Selected excerpt =>
Well, it's more like fourteen hours, and Hubby and a friend will be taking off for Nicaragua. But we'll have to leave the house less than twelve hours from now so I can drop them off at the airport. One circuit of the clock and I'll be a single mom for two weeks.
Are we ready? Oh no! But we are as ready as we can get. Hubby is doing the last minute details both for the trip, work, and home. The kids are pretty stressed about it all. Hubby brings a sense of protection and stability to their lives. In their birth home, their mom especially let them down and was physically abused in their presence. So it doesn't matter that a second degree black belt will be sleeping in the next room, or that they've seen the mama bear in me when I thought my kids were in danger. No, to them, deep down, women are weak and can't protect them from the dangers of this world.
The fear has started even though Hubby hasn't left yet.

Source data

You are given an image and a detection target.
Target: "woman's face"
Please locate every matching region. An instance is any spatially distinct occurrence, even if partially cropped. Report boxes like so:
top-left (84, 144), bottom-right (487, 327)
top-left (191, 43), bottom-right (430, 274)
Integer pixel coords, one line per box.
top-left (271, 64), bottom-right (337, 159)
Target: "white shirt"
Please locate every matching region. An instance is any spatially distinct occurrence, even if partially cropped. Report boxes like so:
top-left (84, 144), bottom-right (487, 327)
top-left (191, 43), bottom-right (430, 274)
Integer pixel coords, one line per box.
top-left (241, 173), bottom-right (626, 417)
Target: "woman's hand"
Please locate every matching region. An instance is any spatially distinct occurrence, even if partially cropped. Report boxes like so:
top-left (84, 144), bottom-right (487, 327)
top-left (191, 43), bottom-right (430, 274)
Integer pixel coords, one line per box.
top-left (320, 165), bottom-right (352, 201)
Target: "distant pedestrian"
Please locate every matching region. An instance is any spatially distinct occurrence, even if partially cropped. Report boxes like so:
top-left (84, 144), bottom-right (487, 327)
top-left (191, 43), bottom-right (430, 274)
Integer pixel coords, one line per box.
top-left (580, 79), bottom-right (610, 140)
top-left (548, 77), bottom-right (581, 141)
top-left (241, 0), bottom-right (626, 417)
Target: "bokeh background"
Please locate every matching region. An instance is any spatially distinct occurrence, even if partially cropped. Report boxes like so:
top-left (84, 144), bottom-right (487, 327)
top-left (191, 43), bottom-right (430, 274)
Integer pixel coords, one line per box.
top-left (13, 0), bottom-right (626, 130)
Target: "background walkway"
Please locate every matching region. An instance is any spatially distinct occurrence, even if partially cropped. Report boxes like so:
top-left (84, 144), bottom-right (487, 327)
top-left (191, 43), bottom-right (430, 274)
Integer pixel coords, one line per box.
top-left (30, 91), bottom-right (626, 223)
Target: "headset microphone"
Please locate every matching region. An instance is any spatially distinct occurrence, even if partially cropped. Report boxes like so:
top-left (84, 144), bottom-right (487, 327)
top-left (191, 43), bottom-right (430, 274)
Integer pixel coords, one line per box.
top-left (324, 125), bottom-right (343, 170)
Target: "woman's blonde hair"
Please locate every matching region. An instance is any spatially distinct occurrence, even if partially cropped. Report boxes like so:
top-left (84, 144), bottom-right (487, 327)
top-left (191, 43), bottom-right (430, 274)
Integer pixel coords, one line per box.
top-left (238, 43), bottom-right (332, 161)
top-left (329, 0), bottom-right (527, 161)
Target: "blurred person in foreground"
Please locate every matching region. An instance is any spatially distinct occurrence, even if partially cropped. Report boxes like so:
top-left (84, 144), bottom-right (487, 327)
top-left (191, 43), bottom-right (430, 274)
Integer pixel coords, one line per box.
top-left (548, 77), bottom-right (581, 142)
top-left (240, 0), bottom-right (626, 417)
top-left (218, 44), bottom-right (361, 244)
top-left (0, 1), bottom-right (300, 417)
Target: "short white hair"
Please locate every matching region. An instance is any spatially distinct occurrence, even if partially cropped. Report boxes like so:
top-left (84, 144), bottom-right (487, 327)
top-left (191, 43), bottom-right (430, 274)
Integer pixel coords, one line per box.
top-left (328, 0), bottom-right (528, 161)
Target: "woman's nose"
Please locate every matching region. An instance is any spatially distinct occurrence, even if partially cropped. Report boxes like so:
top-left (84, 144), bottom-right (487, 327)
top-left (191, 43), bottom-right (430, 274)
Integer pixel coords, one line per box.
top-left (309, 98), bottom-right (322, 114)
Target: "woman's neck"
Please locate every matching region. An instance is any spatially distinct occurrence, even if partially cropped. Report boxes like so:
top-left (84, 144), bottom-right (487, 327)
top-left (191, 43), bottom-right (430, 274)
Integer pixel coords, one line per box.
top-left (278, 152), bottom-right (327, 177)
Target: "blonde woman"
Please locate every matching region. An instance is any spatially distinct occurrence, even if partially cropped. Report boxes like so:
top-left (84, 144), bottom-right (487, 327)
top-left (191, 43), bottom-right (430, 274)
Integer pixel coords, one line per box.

Exercise tasks =>
1/ Decide whether each statement agrees with the blog post about Hubby's trip to Nicaragua: (a) Hubby is traveling to Nicaragua with a friend; (b) the writer will be on her own with the kids for a month; (c) the kids are calm about the trip. For each, answer yes or no and quote the deciding words of the post.
2/ Summarize the blog post about Hubby's trip to Nicaragua in three sentences.
3/ Extend the blog post about Hubby's trip to Nicaragua, starting after its last sentence.

Task answers =>
1/
(a) Yes: "Hubby and a friend will be taking off for Nicaragua."
(b) No: "I'll be a single mom for two weeks."
(c) No: "The kids are pretty stressed about it all."

2/ Hubby and a friend are leaving for Nicaragua in about fourteen hours, and the writer will drop them at the airport and then be a single mom for two weeks. The kids are stressed, because Hubby brings them a sense of protection and stability, and deep down they believe women are weak and can't protect them. The fear has already started even though Hubby hasn't left yet.

3/
The fear comes out in odd ways. Ms. D tells me of the latest murder in our city. It doesn't matter that it happened in a bad part of town or that it most likely was gang related. She doesn't feel safe. I just explained to her that I won't go shopping in bad areas of town after dark. "The bad guys sleep all morning and don't wake up until after four in the afternoon. You know that!" Yes, she does know because of her birth family's habits.
I see the fear in Mr. I when he can't stay home with the puppy while Ms. D and I walk the neighbor dogs. The puppy hasn't had all his shots yet and doesn't have the endurance. He still has little legs! Mr. I is in so much fear he doesn't remember he was able to stay home alone for this kind of thing just fine last spring. It doesn't matter that we don't go farther than eight minutes of walking from our house when we do the mile loop. All he knows is that he's afraid. So today he insisted that we stay in phone contact the whole time and I give him updates of where we were. "Now we are passing the Japanese man who always is working on his lawn, now we are by the first gate behind the school, we just passed the tennis courts, we are by the park bathrooms..." He went into a panic when the mailman delivered the mail. And when I came home, Mr. I was waiting just outside the door with the biggest kitchen knife. Of course he ran in and put it back as soon as he saw me, denying he had it until I told him I saw it flashing in the sun. But that's how afraid he is.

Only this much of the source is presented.